YOUR GOAL. Arrange the stretch of the material below, from the line containing "Now, locate where white" through the line containing "[62,146,144,187]", as a JSON list of strings with one string per line and blank lines left out. Include only those lines.

RECORDS FOR THE TASK.

----

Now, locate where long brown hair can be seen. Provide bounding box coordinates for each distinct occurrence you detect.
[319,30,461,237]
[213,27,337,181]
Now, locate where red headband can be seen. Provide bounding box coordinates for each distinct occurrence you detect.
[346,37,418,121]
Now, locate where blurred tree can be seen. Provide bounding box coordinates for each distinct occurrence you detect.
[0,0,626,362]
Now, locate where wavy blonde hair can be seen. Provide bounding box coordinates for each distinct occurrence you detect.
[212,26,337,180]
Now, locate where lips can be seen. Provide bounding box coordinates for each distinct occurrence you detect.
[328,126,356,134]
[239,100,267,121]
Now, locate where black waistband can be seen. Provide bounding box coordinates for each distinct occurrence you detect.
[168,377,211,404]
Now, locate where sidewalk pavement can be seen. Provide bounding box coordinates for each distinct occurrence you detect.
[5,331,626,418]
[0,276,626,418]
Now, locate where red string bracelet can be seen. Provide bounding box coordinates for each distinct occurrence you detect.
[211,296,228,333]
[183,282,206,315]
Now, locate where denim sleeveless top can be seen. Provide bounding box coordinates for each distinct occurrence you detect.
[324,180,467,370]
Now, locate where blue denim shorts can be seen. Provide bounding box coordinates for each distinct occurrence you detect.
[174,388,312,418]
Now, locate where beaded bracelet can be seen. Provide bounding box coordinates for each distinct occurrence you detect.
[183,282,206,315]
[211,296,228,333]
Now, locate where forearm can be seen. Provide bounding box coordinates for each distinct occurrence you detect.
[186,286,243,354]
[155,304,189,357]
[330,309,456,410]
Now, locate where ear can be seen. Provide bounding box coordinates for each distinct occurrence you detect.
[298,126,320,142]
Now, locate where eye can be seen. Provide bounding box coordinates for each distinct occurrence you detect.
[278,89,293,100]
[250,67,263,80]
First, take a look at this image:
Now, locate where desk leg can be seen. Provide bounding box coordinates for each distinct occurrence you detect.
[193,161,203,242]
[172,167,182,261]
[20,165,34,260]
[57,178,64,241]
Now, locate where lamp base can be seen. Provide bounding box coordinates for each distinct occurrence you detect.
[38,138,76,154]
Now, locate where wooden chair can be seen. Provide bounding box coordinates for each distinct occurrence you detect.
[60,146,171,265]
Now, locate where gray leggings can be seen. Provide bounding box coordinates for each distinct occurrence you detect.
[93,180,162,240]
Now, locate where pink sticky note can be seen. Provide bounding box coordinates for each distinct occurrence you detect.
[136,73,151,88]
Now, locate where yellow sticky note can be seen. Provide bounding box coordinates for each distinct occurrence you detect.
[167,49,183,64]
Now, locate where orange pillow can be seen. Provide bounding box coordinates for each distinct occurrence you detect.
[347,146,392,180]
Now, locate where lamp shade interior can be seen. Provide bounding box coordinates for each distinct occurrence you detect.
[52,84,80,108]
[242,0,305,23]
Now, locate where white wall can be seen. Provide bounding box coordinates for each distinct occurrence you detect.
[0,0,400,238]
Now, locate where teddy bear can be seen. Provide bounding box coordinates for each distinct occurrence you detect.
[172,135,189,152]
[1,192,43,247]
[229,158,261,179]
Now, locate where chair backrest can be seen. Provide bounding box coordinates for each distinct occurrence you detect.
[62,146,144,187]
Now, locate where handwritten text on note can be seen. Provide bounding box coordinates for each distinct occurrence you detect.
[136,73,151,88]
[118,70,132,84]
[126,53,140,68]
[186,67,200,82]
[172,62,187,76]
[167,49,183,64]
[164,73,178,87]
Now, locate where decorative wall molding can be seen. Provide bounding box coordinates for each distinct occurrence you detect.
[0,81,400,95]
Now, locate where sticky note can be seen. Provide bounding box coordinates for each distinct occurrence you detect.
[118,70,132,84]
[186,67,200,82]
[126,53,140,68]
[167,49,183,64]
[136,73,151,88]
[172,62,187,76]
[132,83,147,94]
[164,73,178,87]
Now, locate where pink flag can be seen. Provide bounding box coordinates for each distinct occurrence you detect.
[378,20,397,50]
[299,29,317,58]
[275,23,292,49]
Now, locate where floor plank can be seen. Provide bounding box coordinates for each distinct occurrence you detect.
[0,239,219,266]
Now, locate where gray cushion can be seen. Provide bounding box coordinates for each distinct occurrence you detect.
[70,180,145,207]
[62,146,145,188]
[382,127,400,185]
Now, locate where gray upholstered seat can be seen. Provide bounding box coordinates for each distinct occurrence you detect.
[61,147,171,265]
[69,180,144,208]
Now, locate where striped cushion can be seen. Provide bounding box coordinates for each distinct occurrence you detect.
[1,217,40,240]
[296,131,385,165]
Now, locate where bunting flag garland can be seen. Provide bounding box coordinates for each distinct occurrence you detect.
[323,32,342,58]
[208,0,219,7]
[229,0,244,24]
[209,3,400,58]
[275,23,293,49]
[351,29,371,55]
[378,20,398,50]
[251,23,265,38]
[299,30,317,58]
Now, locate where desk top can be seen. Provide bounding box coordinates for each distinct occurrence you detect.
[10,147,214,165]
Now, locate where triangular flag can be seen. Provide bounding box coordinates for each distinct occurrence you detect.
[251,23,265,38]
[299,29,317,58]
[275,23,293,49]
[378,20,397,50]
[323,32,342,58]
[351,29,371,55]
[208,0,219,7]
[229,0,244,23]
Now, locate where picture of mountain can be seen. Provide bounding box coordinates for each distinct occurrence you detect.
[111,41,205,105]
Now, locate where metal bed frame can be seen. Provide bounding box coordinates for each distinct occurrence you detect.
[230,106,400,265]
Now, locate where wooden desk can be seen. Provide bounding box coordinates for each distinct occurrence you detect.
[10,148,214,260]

----

EXERCISE SOLUTION.
[
  "Now, locate where white wall can be seen. Provide bounding box coordinates for each distinct occurrence you detect.",
  "[0,0,400,238]",
  "Now, locate where teddy bear can be seen. Provide bounding box coordinates for each distinct occurrence you detect.",
  "[172,135,189,152]",
  "[1,192,43,247]",
  "[229,158,261,179]",
  "Now, locate where chair backrest can be seen. Provide bounding box coordinates for each distinct occurrence you detect.",
  "[62,146,144,187]"
]